(Wpisy adnotacji kształtów)
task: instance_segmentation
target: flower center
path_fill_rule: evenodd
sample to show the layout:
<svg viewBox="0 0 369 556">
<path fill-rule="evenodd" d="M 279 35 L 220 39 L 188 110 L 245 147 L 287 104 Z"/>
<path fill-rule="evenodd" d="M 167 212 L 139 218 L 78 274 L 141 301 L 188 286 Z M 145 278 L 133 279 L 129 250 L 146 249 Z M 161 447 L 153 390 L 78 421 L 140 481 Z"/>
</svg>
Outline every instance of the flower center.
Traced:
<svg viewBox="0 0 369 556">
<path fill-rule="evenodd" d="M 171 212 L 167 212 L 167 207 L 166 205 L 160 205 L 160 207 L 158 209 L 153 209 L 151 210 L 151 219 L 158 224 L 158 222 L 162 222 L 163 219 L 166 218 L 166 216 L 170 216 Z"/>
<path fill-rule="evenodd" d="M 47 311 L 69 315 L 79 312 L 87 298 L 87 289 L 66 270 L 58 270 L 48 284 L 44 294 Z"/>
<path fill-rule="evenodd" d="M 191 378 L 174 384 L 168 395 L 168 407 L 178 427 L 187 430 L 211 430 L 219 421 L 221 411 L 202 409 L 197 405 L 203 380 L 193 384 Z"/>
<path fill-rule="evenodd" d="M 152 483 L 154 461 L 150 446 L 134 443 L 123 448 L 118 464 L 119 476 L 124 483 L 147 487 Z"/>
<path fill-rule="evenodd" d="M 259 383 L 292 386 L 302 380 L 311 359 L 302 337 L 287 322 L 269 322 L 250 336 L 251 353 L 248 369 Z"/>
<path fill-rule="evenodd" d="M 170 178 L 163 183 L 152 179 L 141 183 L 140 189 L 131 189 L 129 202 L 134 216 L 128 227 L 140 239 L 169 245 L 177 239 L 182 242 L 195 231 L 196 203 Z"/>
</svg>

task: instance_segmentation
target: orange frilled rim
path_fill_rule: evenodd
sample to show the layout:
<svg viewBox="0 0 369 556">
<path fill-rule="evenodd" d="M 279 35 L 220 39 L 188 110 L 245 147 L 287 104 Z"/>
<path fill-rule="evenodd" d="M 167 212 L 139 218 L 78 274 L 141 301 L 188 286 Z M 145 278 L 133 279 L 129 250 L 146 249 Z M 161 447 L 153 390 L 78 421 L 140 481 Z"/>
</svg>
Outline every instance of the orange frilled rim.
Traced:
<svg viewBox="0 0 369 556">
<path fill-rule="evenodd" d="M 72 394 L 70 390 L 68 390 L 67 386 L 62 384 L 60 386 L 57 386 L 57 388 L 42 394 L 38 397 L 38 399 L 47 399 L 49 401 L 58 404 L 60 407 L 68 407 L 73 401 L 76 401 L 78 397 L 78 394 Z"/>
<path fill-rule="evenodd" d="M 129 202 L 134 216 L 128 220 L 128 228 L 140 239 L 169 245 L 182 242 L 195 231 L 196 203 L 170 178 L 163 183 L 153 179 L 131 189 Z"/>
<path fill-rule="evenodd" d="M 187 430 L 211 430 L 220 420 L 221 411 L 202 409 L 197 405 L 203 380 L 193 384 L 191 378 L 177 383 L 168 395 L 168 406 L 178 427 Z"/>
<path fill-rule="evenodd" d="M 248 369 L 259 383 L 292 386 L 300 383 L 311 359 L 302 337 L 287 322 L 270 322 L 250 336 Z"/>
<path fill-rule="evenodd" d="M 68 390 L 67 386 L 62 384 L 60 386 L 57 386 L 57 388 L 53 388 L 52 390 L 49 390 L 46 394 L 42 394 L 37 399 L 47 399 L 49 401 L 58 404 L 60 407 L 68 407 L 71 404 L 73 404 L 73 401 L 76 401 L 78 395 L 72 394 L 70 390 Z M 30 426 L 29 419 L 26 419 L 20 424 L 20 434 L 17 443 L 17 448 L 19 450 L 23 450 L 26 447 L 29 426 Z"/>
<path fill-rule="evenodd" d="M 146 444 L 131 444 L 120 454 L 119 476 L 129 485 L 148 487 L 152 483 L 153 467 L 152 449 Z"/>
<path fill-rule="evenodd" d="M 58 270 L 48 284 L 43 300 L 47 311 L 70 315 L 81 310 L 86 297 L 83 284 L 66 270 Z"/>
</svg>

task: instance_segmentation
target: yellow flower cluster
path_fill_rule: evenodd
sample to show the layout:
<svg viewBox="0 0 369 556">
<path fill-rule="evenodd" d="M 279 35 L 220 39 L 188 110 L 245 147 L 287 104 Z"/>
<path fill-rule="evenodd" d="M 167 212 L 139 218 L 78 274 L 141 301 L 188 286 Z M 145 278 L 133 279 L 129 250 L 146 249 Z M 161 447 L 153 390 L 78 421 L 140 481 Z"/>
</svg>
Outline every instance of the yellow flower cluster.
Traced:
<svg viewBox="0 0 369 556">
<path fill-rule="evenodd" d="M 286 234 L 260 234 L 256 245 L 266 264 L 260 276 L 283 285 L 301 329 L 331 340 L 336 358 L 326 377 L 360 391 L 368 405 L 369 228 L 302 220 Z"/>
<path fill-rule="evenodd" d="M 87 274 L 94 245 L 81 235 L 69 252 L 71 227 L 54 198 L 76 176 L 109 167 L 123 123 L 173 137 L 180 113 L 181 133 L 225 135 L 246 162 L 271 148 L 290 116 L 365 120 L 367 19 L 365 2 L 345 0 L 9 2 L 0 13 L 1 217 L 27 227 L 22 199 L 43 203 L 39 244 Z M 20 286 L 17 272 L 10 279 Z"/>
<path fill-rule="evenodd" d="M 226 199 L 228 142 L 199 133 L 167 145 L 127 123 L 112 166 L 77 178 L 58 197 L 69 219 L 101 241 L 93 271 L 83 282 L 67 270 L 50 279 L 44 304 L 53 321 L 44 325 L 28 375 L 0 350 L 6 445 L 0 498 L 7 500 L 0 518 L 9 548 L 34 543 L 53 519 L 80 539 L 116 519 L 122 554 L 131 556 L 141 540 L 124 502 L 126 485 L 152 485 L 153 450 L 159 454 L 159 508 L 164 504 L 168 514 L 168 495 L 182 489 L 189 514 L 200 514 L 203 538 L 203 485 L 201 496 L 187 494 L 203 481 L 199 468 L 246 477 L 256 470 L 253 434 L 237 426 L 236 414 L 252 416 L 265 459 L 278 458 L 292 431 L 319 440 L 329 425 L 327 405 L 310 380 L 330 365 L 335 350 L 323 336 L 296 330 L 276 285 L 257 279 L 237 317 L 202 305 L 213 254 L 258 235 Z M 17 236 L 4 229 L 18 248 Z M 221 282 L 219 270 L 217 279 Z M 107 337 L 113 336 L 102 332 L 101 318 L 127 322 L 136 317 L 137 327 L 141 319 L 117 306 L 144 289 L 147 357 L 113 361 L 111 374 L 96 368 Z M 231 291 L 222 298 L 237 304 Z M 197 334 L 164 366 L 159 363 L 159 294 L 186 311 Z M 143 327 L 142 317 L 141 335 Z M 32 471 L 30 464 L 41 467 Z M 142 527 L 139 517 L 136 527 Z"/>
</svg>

Zadanie do wykonania
Zwróć wszystkie linie powyższego materiału bez żadnych zmian.

Wynik zadania
task: instance_segmentation
target: flower center
path_fill_rule: evenodd
sample to show the layout:
<svg viewBox="0 0 369 556">
<path fill-rule="evenodd" d="M 279 35 L 220 39 L 188 110 L 245 147 L 287 104 Z"/>
<path fill-rule="evenodd" d="M 167 212 L 139 218 L 78 274 L 141 301 L 188 286 Z M 145 278 L 133 279 L 129 250 L 146 249 Z M 161 447 L 153 390 L 78 421 L 140 481 Z"/>
</svg>
Outline every instance of the flower center.
Traced:
<svg viewBox="0 0 369 556">
<path fill-rule="evenodd" d="M 171 212 L 167 212 L 167 207 L 166 205 L 160 205 L 160 207 L 158 209 L 153 209 L 151 210 L 151 219 L 158 224 L 158 222 L 162 222 L 163 219 L 166 218 L 166 216 L 170 216 Z"/>
<path fill-rule="evenodd" d="M 47 311 L 69 315 L 79 312 L 87 298 L 87 289 L 66 270 L 58 270 L 48 284 L 44 294 Z"/>
<path fill-rule="evenodd" d="M 191 378 L 174 384 L 168 395 L 168 407 L 178 427 L 187 430 L 211 430 L 219 421 L 221 411 L 202 409 L 197 405 L 203 380 L 193 384 Z"/>
<path fill-rule="evenodd" d="M 152 483 L 154 461 L 150 446 L 134 443 L 123 448 L 118 464 L 119 476 L 124 483 L 147 487 Z"/>
<path fill-rule="evenodd" d="M 259 383 L 292 386 L 302 380 L 311 359 L 302 337 L 287 322 L 269 322 L 250 336 L 251 353 L 248 369 Z"/>
<path fill-rule="evenodd" d="M 170 178 L 163 183 L 152 179 L 141 183 L 140 189 L 131 189 L 129 202 L 134 216 L 128 227 L 140 239 L 169 245 L 177 239 L 182 242 L 195 231 L 196 203 Z"/>
</svg>

task: instance_segmentation
target: orange frilled rim
path_fill_rule: evenodd
sample to show the layout:
<svg viewBox="0 0 369 556">
<path fill-rule="evenodd" d="M 279 35 L 220 39 L 188 110 L 245 147 L 287 104 Z"/>
<path fill-rule="evenodd" d="M 167 212 L 139 218 L 78 274 L 141 301 L 188 286 Z M 145 278 L 133 279 L 129 250 L 146 249 Z M 161 447 L 153 390 L 78 421 L 140 481 Z"/>
</svg>
Outline every instance of the orange frilled rim.
Traced:
<svg viewBox="0 0 369 556">
<path fill-rule="evenodd" d="M 72 394 L 70 390 L 68 390 L 67 386 L 62 384 L 60 386 L 57 386 L 57 388 L 42 394 L 38 397 L 38 399 L 47 399 L 49 401 L 58 404 L 60 407 L 68 407 L 73 401 L 76 401 L 78 397 L 78 394 Z"/>
<path fill-rule="evenodd" d="M 129 202 L 134 216 L 128 220 L 128 228 L 140 239 L 169 245 L 182 242 L 195 231 L 196 203 L 170 178 L 163 183 L 153 179 L 131 189 Z"/>
<path fill-rule="evenodd" d="M 187 430 L 211 430 L 220 420 L 221 411 L 202 409 L 197 405 L 203 380 L 193 384 L 191 378 L 177 383 L 168 395 L 168 406 L 178 427 Z"/>
<path fill-rule="evenodd" d="M 248 369 L 259 383 L 292 386 L 300 383 L 311 359 L 302 337 L 287 322 L 270 322 L 250 336 Z"/>
<path fill-rule="evenodd" d="M 68 390 L 67 386 L 62 384 L 60 386 L 57 386 L 57 388 L 53 388 L 52 390 L 49 390 L 46 394 L 42 394 L 37 399 L 47 399 L 49 401 L 58 404 L 60 407 L 68 407 L 71 404 L 73 404 L 73 401 L 76 401 L 78 395 L 72 394 L 70 390 Z M 30 426 L 29 419 L 26 419 L 20 424 L 20 434 L 17 443 L 17 448 L 19 450 L 23 450 L 26 447 L 29 426 Z"/>
<path fill-rule="evenodd" d="M 146 444 L 131 444 L 120 454 L 119 476 L 129 485 L 148 487 L 152 483 L 153 467 L 152 449 Z"/>
<path fill-rule="evenodd" d="M 58 270 L 48 284 L 43 300 L 47 311 L 70 315 L 81 310 L 86 297 L 83 284 L 66 270 Z"/>
</svg>

task: instance_segmentation
target: yellow flower cluster
path_fill_rule: evenodd
sample to show the layout:
<svg viewBox="0 0 369 556">
<path fill-rule="evenodd" d="M 279 35 L 220 39 L 188 110 L 245 147 L 287 104 Z"/>
<path fill-rule="evenodd" d="M 167 212 L 139 218 L 78 274 L 141 301 L 188 286 Z M 145 278 L 133 279 L 129 250 L 146 249 Z M 161 447 L 153 390 L 78 421 L 140 481 Z"/>
</svg>
Outline every instance of the yellow flower cluster.
Traced:
<svg viewBox="0 0 369 556">
<path fill-rule="evenodd" d="M 286 234 L 260 234 L 256 245 L 266 264 L 260 276 L 283 285 L 301 329 L 331 340 L 336 358 L 326 377 L 360 391 L 368 405 L 369 228 L 302 220 Z"/>
<path fill-rule="evenodd" d="M 87 274 L 94 245 L 81 235 L 69 252 L 71 227 L 54 198 L 76 176 L 109 167 L 123 123 L 173 137 L 180 113 L 181 133 L 225 135 L 246 162 L 271 148 L 290 116 L 365 120 L 367 19 L 365 2 L 345 0 L 9 2 L 0 13 L 1 217 L 27 227 L 22 199 L 43 203 L 39 244 Z M 20 286 L 17 272 L 10 279 Z"/>
<path fill-rule="evenodd" d="M 226 199 L 228 142 L 199 133 L 167 145 L 127 123 L 112 166 L 77 178 L 58 197 L 69 219 L 101 241 L 93 271 L 83 282 L 67 270 L 50 279 L 44 304 L 53 321 L 44 325 L 28 375 L 0 350 L 6 445 L 0 498 L 7 500 L 0 518 L 9 548 L 34 543 L 53 519 L 80 539 L 116 519 L 122 554 L 131 556 L 141 540 L 124 502 L 126 485 L 152 485 L 153 450 L 159 454 L 159 508 L 164 504 L 168 514 L 168 495 L 182 489 L 189 514 L 200 514 L 203 538 L 203 485 L 201 496 L 187 494 L 203 481 L 199 468 L 246 477 L 256 470 L 253 434 L 237 426 L 236 414 L 252 416 L 265 459 L 278 458 L 292 431 L 319 440 L 329 425 L 327 405 L 310 380 L 330 365 L 335 350 L 323 336 L 296 330 L 276 285 L 257 279 L 237 317 L 202 305 L 213 254 L 258 235 Z M 17 236 L 4 229 L 18 248 Z M 221 282 L 219 270 L 217 279 Z M 107 337 L 113 336 L 102 332 L 101 318 L 127 322 L 136 317 L 137 327 L 141 319 L 117 306 L 144 289 L 147 357 L 113 361 L 111 374 L 96 368 Z M 231 291 L 222 298 L 237 304 Z M 197 334 L 164 366 L 159 363 L 159 294 L 186 311 Z M 143 327 L 142 317 L 141 335 Z M 32 471 L 30 464 L 41 467 Z M 142 527 L 139 517 L 136 527 Z"/>
</svg>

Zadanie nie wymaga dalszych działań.